- STATED TASK 1
List every software requirement named under "Requirements:" on the Slow-Fast Auditory Streams page.

- READING TEXT
════
Implementation of "Slow-Fast Auditory Streams for Audio Recognition, ICASSP, 2021" in PyTorch

Overview

Auditory Slow-Fast

This repository implements the model proposed in the paper:

Evangelos Kazakos, Arsha Nagrani, Andrew Zisserman, Dima Damen, Slow-Fast Auditory Streams for Audio Recognition, ICASSP, 2021

Project's webpage

arXiv paper

Citing

When using this code, kindly reference:

@ARTICLE{Kazakos2021SlowFastAuditory,
   title={Slow-Fast Auditory Streams For Audio Recognition},
   author={Kazakos, Evangelos and Nagrani, Arsha and Zisserman, Andrew and Damen, Dima},
           journal   = {CoRR},
           volume    = {abs/2103.03516},
           year      = {2021},
           ee        = {https://arxiv.org/abs/2103.03516},
}

Pretrained models

You can download our pretrained models on VGG-Sound and EPIC-KITCHENS-100:

  • Slow-Fast (EPIC-KITCHENS-100) link
  • Slow (EPIC-KITCHENS-100) link
  • Fast (EPIC-KITCHENS-100) link
  • Slow-Fast (VGG-Sound) link
  • Slow (VGG-Sound) link
  • Fast (VGG-Sound) link

Preparation

  • Requirements:
    • PyTorch 1.7.1
    • librosa: conda install -c conda-forge librosa
    • h5py: conda install h5py
    • wandb: pip install wandb
    • fvcore: pip install 'git+https://github.com/facebookresearch/fvcore'
    • simplejson: pip install simplejson
    • psutil: pip install psutil
    • tensorboard: pip install tensorboard
  • Add this repository to $PYTHONPATH.
════
- PROVIDED RECORDS
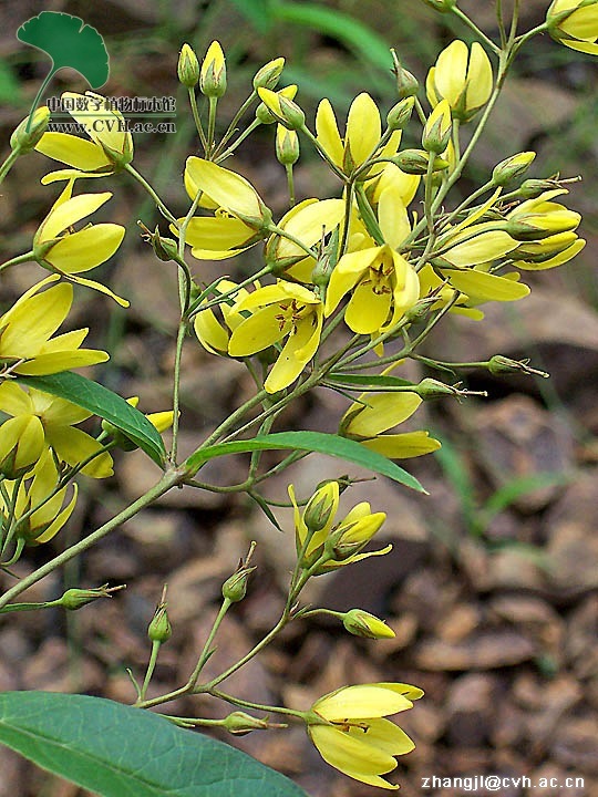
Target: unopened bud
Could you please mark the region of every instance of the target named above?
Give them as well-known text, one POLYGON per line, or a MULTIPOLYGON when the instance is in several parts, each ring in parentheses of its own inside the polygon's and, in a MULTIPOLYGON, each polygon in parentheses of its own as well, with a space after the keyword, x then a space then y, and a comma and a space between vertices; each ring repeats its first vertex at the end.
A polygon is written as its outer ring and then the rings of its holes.
POLYGON ((288 130, 297 131, 306 124, 306 114, 292 100, 286 97, 282 92, 274 92, 270 89, 258 89, 259 99, 266 105, 272 116, 288 130))
POLYGON ((147 636, 152 642, 167 642, 173 635, 173 628, 166 612, 166 587, 162 593, 162 600, 156 607, 152 622, 147 627, 147 636))
POLYGON ((391 107, 391 110, 386 114, 386 125, 389 126, 389 130, 395 131, 403 130, 403 127, 405 127, 409 120, 411 118, 414 103, 415 97, 408 96, 404 100, 401 100, 401 102, 398 102, 396 105, 393 105, 393 107, 391 107))
POLYGON ((223 584, 223 598, 231 603, 238 603, 247 593, 247 581, 255 567, 241 567, 233 573, 223 584))
POLYGON ((446 100, 441 100, 430 114, 422 134, 422 146, 430 153, 443 153, 451 141, 453 121, 451 106, 446 100))
POLYGON ((342 624, 353 636, 365 639, 393 639, 394 631, 383 620, 363 609, 351 609, 342 618, 342 624))
POLYGON ((276 157, 283 166, 292 166, 299 159, 299 137, 279 124, 276 131, 276 157))
MULTIPOLYGON (((392 163, 406 174, 424 175, 427 173, 430 155, 424 149, 403 149, 393 158, 392 163)), ((451 164, 441 157, 434 157, 434 172, 448 168, 451 164)))
POLYGON ((558 188, 557 180, 550 179, 528 179, 522 183, 517 194, 524 199, 537 199, 544 192, 558 188))
POLYGON ((274 61, 268 61, 264 64, 254 76, 254 89, 275 89, 278 85, 282 69, 285 66, 285 59, 278 58, 274 61))
POLYGON ((24 118, 10 136, 10 148, 21 155, 31 152, 48 130, 50 108, 47 105, 37 108, 31 120, 31 126, 28 130, 30 118, 30 116, 24 118))
POLYGON ((99 598, 112 598, 113 592, 117 592, 122 589, 124 589, 124 584, 121 584, 120 587, 109 587, 107 584, 103 584, 102 587, 89 590, 73 588, 64 592, 60 599, 60 605, 69 611, 76 611, 78 609, 87 605, 87 603, 93 603, 93 601, 96 601, 99 598))
POLYGON ((226 92, 226 64, 223 48, 213 41, 199 73, 199 91, 207 97, 221 97, 226 92))
POLYGON ((199 61, 188 44, 183 44, 176 68, 178 80, 187 89, 194 89, 199 82, 199 61))
POLYGON ((339 483, 328 482, 311 496, 303 511, 303 522, 311 534, 321 531, 339 506, 339 483))
POLYGON ((486 368, 494 375, 505 373, 517 373, 518 371, 526 374, 535 374, 543 379, 548 379, 550 374, 546 371, 538 371, 537 369, 529 368, 529 360, 512 360, 511 358, 503 356, 502 354, 495 354, 489 359, 486 368))
POLYGON ((236 736, 245 736, 251 731, 267 731, 269 725, 267 720, 258 720, 245 712, 233 712, 223 720, 223 727, 236 736))
POLYGON ((524 172, 527 172, 529 164, 535 157, 535 152, 524 152, 501 161, 501 163, 494 167, 492 182, 496 186, 505 186, 512 179, 520 177, 524 172))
════
- STATED TASK 2
Copy the records word for word, starting at their first line and going on through the line with "Could you please". Leave the pictures out.

- CORRECT OUTPUT 1
PyTorch 1.7.1, librosa, h5py, wandb, fvcore, simplejson, psutil, tensorboard

- CORRECT OUTPUT 2
Target: unopened bud
Could you please mark the region of every instance of the target named above?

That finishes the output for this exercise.